• [Task instructions]
Output the lines below as a JSON array of strings, one string per line, omitting blank lines.

• [Data to use]
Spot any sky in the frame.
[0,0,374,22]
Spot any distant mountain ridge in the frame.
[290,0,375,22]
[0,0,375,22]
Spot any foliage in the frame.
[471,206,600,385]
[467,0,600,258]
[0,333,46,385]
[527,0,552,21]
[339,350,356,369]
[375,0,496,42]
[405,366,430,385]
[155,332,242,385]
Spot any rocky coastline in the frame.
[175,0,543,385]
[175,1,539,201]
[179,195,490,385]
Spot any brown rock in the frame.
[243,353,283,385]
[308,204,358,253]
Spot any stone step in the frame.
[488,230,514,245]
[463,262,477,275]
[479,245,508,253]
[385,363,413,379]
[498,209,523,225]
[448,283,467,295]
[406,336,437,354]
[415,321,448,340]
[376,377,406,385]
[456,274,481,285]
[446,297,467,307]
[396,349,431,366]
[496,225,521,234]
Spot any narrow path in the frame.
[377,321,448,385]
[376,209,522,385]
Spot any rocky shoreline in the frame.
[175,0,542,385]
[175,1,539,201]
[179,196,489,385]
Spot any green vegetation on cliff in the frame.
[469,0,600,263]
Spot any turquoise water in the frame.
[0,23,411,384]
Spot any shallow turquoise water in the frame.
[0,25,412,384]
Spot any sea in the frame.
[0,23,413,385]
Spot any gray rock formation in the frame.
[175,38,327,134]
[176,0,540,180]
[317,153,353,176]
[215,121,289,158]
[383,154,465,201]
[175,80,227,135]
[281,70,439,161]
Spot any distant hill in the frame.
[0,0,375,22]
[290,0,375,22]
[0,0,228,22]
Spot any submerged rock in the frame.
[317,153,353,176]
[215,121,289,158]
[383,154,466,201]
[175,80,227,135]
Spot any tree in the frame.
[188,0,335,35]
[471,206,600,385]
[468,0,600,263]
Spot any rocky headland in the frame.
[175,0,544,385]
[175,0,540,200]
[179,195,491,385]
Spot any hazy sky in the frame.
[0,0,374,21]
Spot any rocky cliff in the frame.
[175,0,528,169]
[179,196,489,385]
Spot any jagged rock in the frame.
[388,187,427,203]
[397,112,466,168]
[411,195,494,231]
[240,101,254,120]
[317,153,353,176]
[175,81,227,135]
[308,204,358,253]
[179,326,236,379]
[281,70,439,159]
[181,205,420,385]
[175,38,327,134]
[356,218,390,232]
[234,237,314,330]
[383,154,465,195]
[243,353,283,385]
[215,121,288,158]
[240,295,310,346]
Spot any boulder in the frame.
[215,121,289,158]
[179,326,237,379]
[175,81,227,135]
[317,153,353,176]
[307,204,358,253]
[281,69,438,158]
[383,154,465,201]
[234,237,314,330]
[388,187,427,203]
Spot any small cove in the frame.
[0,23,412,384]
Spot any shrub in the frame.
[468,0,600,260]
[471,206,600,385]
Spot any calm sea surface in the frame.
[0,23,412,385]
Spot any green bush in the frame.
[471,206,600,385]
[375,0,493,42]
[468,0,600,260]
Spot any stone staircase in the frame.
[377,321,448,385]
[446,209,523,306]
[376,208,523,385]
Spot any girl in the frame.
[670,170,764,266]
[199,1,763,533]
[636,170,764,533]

• [Exercise output]
[
  "Spot any sky in the frame.",
  "[0,0,374,22]",
  "Spot any distant mountain ridge in the frame.",
  "[290,0,375,22]",
  "[0,0,375,22]",
  "Spot any foliage in the frame.",
  "[471,206,600,385]",
  "[467,0,600,258]",
  "[0,333,46,385]",
  "[527,0,552,21]",
  "[339,350,356,369]",
  "[375,0,496,42]",
  "[405,366,430,385]",
  "[155,332,242,385]",
  "Spot any rocky coastline in the frame.",
  "[175,0,543,385]",
  "[175,1,539,201]",
  "[179,195,490,385]",
  "Spot any brown rock in the frame.",
  "[243,353,283,385]",
  "[308,204,358,253]",
  "Spot any stone step in the frame.",
  "[488,230,514,245]",
  "[463,262,477,275]",
  "[479,245,508,253]",
  "[385,363,413,379]",
  "[498,209,523,225]",
  "[448,283,467,295]",
  "[406,336,437,354]",
  "[415,321,448,340]",
  "[376,377,406,385]",
  "[456,274,481,285]",
  "[446,297,467,307]",
  "[396,349,431,366]",
  "[496,225,521,234]",
  "Spot any narrow path in the frame.",
  "[377,321,448,385]",
  "[376,209,522,385]",
  "Spot any rocky shoreline in the frame.",
  "[175,0,542,385]",
  "[175,1,539,201]",
  "[179,196,489,385]",
  "Spot any green vegetation on cliff in the frame.",
  "[469,0,600,263]",
  "Spot any turquoise water in the frame.",
  "[0,23,411,384]",
  "Spot any shallow turquoise water in the frame.",
  "[0,25,412,384]",
  "Spot any sea in the frame.",
  "[0,23,413,385]",
  "Spot any gray rock formation in the frame.",
  "[175,38,327,134]",
  "[176,0,540,180]",
  "[317,153,353,176]",
  "[215,121,289,158]",
  "[383,154,465,201]",
  "[175,80,227,135]",
  "[281,70,439,161]",
  "Spot any distant hill in the frame.",
  "[0,0,375,22]",
  "[290,0,375,22]",
  "[0,0,228,22]",
  "Spot any submerged rock in the frame.",
  "[317,153,353,176]",
  "[215,121,289,158]",
  "[383,154,466,201]",
  "[175,80,227,135]",
  "Spot any tree in the frame.",
  "[188,0,335,35]",
  "[471,206,600,385]",
  "[468,0,600,263]",
  "Spot any rocky headland in the frame.",
  "[175,0,544,385]",
  "[175,0,540,200]",
  "[179,195,491,385]",
  "Spot any hazy sky in the frame.",
  "[0,0,374,21]",
  "Spot any rocky cliff in the frame.",
  "[175,0,528,169]",
  "[179,196,489,385]",
  "Spot any jagged rock in the frame.",
  "[388,187,427,203]",
  "[397,112,466,168]",
  "[411,195,494,231]",
  "[240,101,254,120]",
  "[317,153,353,176]",
  "[175,81,227,135]",
  "[308,204,358,253]",
  "[179,326,236,379]",
  "[281,70,439,159]",
  "[181,205,420,385]",
  "[175,38,327,134]",
  "[356,218,390,232]",
  "[234,237,314,330]",
  "[383,154,465,195]",
  "[243,353,283,385]",
  "[215,121,288,158]",
  "[240,295,310,346]",
  "Spot any boulder in the frame.",
  "[215,121,289,158]",
  "[179,326,237,379]",
  "[175,81,227,135]",
  "[317,153,353,176]",
  "[307,204,358,253]",
  "[281,69,438,158]",
  "[383,154,465,201]",
  "[234,237,314,330]",
  "[388,187,427,203]",
  "Spot any small cove in the frame.",
  "[0,23,412,384]",
  "Spot any shrub in the frame.",
  "[468,0,600,260]",
  "[471,206,600,385]",
  "Spot any calm sea surface in the frame.",
  "[0,23,412,385]",
  "Spot any green bush in the frame.",
  "[471,206,600,385]",
  "[375,0,493,42]",
  "[468,0,600,260]",
  "Spot any stone staircase in the frame.",
  "[377,321,448,385]",
  "[446,209,523,306]",
  "[376,208,523,385]",
  "Spot any girl in the frame.",
  "[670,170,764,266]",
  "[199,1,763,533]",
  "[636,170,764,533]"
]